*Task requirements*.
Copy every line of the data below verbatim, omitting the pictures.

*Task inputs*.
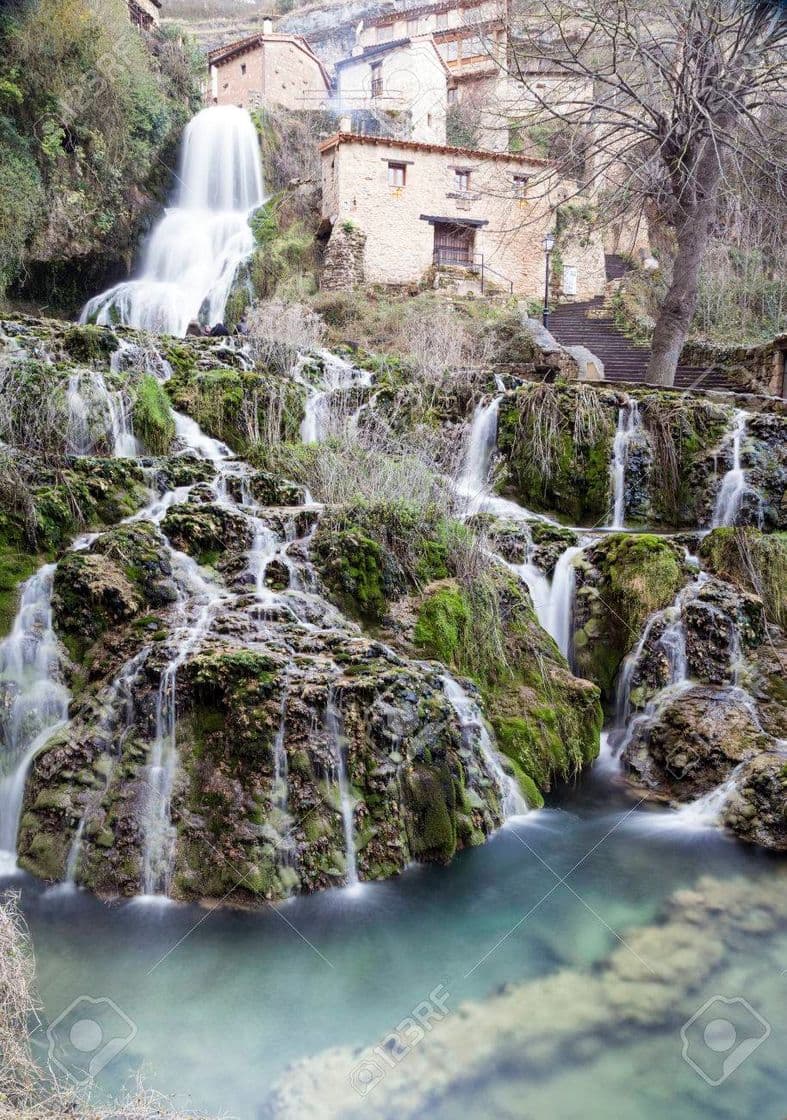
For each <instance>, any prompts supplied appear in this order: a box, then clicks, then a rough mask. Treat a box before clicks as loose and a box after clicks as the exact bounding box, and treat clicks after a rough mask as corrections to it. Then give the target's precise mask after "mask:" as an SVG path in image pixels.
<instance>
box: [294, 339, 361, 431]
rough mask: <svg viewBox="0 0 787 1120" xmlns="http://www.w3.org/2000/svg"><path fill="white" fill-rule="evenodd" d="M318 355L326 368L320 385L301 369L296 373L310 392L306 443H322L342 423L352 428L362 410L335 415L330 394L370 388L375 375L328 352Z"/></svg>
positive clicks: (300, 427) (303, 411)
mask: <svg viewBox="0 0 787 1120" xmlns="http://www.w3.org/2000/svg"><path fill="white" fill-rule="evenodd" d="M318 357H319V358H320V361H321V362H322V370H324V374H322V379H321V381H320V385H319V388H318V386H315V385H312V384H311V383H310V382H309V381H307V380H306V379H305V377H303V376H302V374H301V373H300V371H299V370H297V371H296V375H294V376H296V380H297V381H298V382H299V384H302V385H305V386H306V389H307V391H308V396H307V400H306V404H305V408H303V419H302V421H301V427H300V437H301V441H302V442H303V444H322V442H324V441H325V440H326V439H327V438H328V436H332V435H336V433H337V432H336V429H337V428H340V427H341V426H343V424H344V426H345V427H347V428H350V429H352V428H353V426H354V424H355V422H356V421H357V418H358V413H359V412H360V409H356V410H355V411H354V412H353V413H350V414H349V416H339V417H336V416H334V413H332V410H331V395H332V394H334V393H337V392H339V391H340V390H347V389H352V388H354V386H357V388H358V389H367V388H368V386H369V385H371V384H372V374H371V373H369V372H368V370H360V368H358V367H357V366H354V365H353V364H352V363H350V362H347V361H345V360H344V358H341V357H337V356H336V355H335V354H330V353H329V352H328V351H319V352H318ZM362 408H363V405H362Z"/></svg>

*Response*.
For each <instance>, any prompts supplied appear in this order: a box, then clicks, then a rough mask. Treat a box before clicks as loose and a box after clicks as the exact bounding box, and treat clicks after a rough mask as corrections to it. Then give the target's precise mask after "mask:" as an SVG path in image pixels.
<instance>
box: [294, 339, 361, 431]
rough mask: <svg viewBox="0 0 787 1120" xmlns="http://www.w3.org/2000/svg"><path fill="white" fill-rule="evenodd" d="M318 355L326 368L320 385L301 369L296 373L310 392L306 443H322L342 423L352 428L362 410L335 415L330 394L370 388L375 375L328 352Z"/></svg>
positive clicks: (300, 427) (303, 411)
mask: <svg viewBox="0 0 787 1120" xmlns="http://www.w3.org/2000/svg"><path fill="white" fill-rule="evenodd" d="M318 357H319V358H320V361H321V362H322V370H324V374H322V379H321V381H320V385H319V388H318V386H315V385H312V384H311V383H310V382H309V381H307V380H306V379H305V377H303V376H302V374H301V373H300V371H299V370H297V371H296V375H294V376H296V380H297V381H298V382H299V384H302V385H305V386H306V389H307V391H308V396H307V400H306V404H305V408H303V419H302V421H301V427H300V437H301V441H302V442H303V444H322V442H324V441H325V440H326V439H327V438H328V436H332V435H336V433H337V432H336V429H337V428H340V427H341V426H343V424H344V426H345V427H347V428H350V429H352V428H353V426H354V424H355V422H356V421H357V418H358V413H359V412H360V409H356V410H355V411H354V412H353V413H350V414H349V416H339V417H336V416H334V413H332V410H331V395H332V394H334V393H337V392H339V391H340V390H347V389H352V388H354V386H357V388H358V389H367V388H368V386H369V385H371V384H372V374H371V373H369V372H368V370H360V368H358V367H357V366H354V365H353V364H352V363H350V362H347V361H345V360H344V358H341V357H337V356H336V355H335V354H330V353H329V352H328V351H319V352H318ZM362 408H363V405H362Z"/></svg>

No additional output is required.